* _DIRECTION 1_: In the book description below, copy everything from "Though there is" down to "worth believing in." word for word.

## Start EXCERPT TO READ

The Soul of Christianity: Restoring the Great Tradition (2005)
In his most personal and passionate book on the
spiritual life, renowned author, scholar, and teacher of world religions
Huston Smith turns to his own life-long religion, Christianity. With stories
and personal anecdotes, Smith not only presents the basic beliefs and
essential teachings of Christianity, but argues why religious belief matters
in today's secular world.
Though there is a wide variety of contemporary interpretations of
Christianity—some of them conflicting—Smith cuts through these to describe
Christianity's "Great Tradition," the common faith of the first millennium
of believers, which is the trunk of the tree from which Christianity's many
branches, twigs, and leaves have grown. This is not the exclusivist
Christianity of strict fundamentalists, nor the liberal, watered-down
Christianity practiced by many contemporary churchgoers. In exposing
biblical literalism as unworkable as well as enumerating the mistakes of
modern secularists, Smith presents the very soul of a real and substantive
faith, one still relevant and worth believing in.
Smith rails against the hijacked Christianity of politicians who exploit it
for their own needs. He decries the exercise of business that widens the gap
between rich and poor, and fears education has lost its sense of direction.

## End EXCERPT TO READ

* _DIRECTION 2_: Rewrite the listing from the line containing "Where can the woman's nose" down to the line containing "<point>889,114</point>", including both of those lines and the request text. Add 84 to every number in the answer coordinates, and give only those lines.

## Start GIVEN ENTRIES

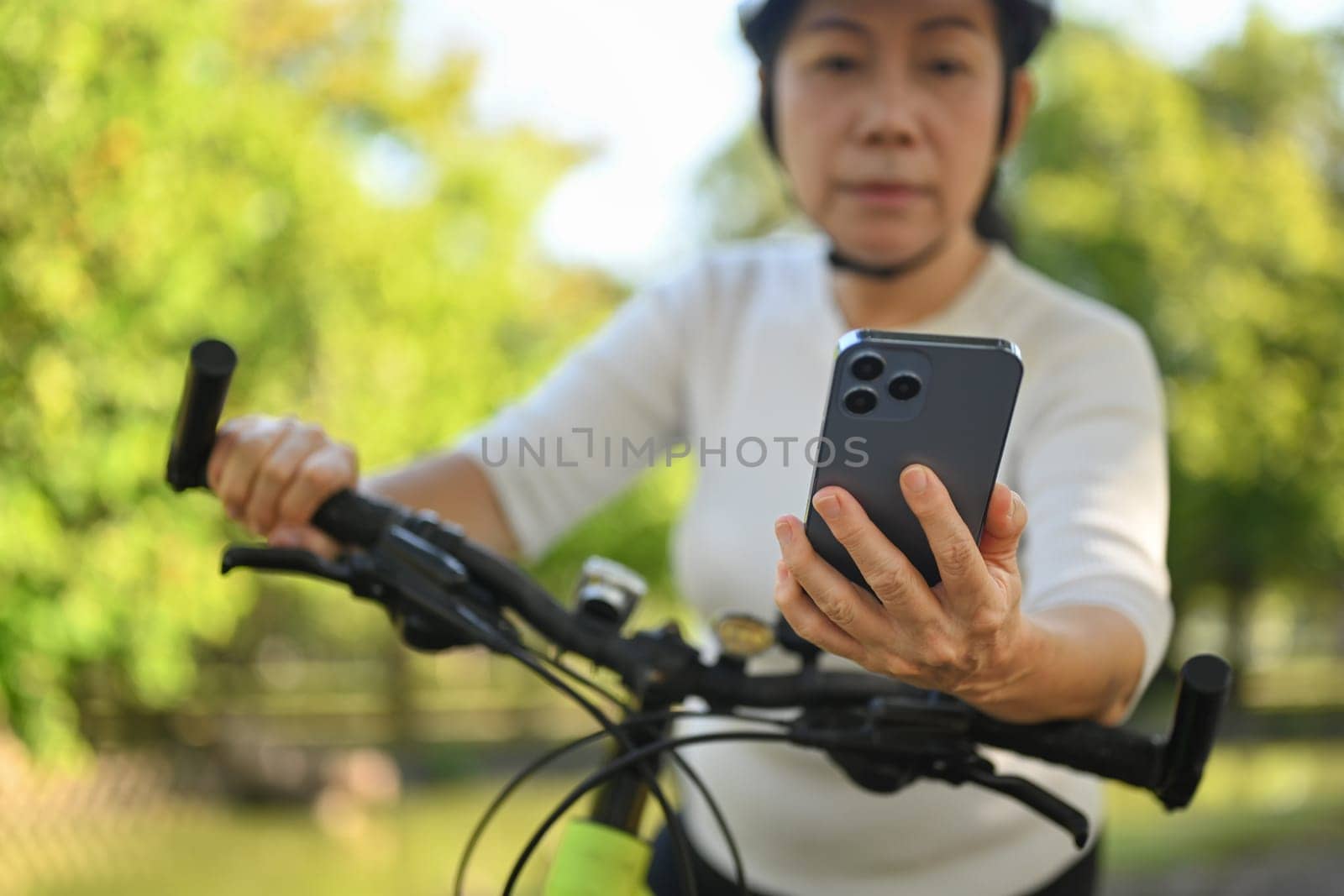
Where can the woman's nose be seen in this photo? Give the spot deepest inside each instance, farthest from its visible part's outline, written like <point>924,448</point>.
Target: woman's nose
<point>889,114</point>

## End GIVEN ENTRIES
## Start GIVEN ENTRIES

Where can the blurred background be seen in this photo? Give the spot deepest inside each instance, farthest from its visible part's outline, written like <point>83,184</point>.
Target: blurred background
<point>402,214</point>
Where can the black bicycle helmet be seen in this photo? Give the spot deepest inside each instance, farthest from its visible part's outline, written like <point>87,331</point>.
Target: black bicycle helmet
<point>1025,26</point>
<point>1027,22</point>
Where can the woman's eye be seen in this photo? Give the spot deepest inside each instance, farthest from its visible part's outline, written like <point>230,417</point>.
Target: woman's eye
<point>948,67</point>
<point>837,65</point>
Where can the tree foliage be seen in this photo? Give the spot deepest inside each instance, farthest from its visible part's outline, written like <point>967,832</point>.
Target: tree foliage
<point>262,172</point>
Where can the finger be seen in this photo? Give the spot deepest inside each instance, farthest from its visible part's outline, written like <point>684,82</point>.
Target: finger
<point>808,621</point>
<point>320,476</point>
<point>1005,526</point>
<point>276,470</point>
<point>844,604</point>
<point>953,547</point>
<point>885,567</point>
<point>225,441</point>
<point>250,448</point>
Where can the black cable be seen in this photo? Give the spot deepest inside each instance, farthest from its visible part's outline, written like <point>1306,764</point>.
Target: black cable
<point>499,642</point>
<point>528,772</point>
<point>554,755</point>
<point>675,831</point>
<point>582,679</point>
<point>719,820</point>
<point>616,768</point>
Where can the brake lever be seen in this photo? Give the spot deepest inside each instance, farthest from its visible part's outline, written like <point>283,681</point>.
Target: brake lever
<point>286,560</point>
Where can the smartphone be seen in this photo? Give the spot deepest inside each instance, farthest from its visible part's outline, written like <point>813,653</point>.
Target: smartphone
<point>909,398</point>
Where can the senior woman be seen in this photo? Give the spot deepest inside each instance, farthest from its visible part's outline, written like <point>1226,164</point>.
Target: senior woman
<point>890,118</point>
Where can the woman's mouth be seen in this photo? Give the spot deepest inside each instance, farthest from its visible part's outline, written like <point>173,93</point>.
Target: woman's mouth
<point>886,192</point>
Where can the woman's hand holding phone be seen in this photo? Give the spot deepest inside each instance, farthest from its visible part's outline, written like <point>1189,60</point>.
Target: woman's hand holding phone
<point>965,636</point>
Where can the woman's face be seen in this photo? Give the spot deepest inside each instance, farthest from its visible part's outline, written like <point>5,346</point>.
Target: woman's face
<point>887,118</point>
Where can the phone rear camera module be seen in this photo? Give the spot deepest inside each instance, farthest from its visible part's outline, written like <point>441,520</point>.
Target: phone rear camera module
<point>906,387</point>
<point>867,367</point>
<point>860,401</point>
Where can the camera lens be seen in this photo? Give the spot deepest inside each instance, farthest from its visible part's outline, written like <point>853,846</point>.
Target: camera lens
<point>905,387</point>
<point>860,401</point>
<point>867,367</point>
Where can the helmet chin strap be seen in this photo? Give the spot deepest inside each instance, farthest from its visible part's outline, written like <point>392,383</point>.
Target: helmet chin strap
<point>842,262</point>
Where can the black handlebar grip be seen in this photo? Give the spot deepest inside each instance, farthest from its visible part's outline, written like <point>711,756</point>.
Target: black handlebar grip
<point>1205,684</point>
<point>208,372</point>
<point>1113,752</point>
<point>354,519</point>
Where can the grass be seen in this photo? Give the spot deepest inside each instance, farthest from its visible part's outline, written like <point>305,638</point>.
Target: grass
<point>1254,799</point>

## End GIVEN ENTRIES
## Start GIVEN ENTRIES

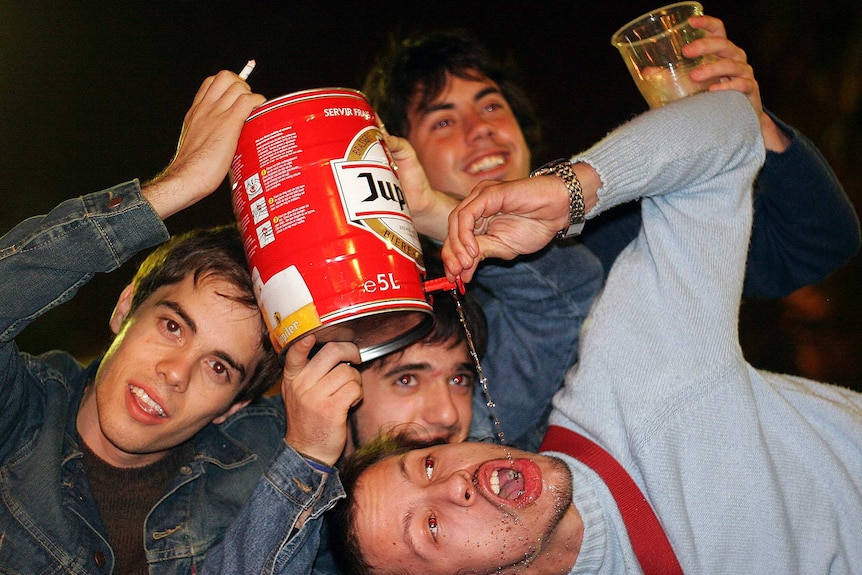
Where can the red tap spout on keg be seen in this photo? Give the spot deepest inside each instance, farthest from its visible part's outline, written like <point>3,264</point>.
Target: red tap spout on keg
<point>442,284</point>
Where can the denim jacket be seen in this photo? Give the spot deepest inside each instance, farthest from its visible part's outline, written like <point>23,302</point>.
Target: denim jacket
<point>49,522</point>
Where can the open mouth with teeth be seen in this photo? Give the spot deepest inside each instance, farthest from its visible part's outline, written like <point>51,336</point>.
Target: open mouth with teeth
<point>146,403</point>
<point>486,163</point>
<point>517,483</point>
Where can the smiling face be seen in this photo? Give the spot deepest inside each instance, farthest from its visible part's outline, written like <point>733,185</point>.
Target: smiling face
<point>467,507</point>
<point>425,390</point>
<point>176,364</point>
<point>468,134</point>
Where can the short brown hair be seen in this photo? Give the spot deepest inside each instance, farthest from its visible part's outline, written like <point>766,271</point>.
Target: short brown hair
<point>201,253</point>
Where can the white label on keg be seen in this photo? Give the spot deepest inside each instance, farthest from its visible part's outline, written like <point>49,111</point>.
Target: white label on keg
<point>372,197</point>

## End GIVEN ENTRIES

* _FINAL RESULT 1_:
Though there is a wide variety of contemporary interpretations of
Christianity—some of them conflicting—Smith cuts through these to describe
Christianity's "Great Tradition," the common faith of the first millennium
of believers, which is the trunk of the tree from which Christianity's many
branches, twigs, and leaves have grown. This is not the exclusivist
Christianity of strict fundamentalists, nor the liberal, watered-down
Christianity practiced by many contemporary churchgoers. In exposing
biblical literalism as unworkable as well as enumerating the mistakes of
modern secularists, Smith presents the very soul of a real and substantive
faith, one still relevant and worth believing in.

* _FINAL RESULT 2_:
Where can the woman's nose be seen in this photo? Give the spot deepest inside each instance, farthest from its visible part's outline, written like <point>924,448</point>.
Target: woman's nose
<point>973,198</point>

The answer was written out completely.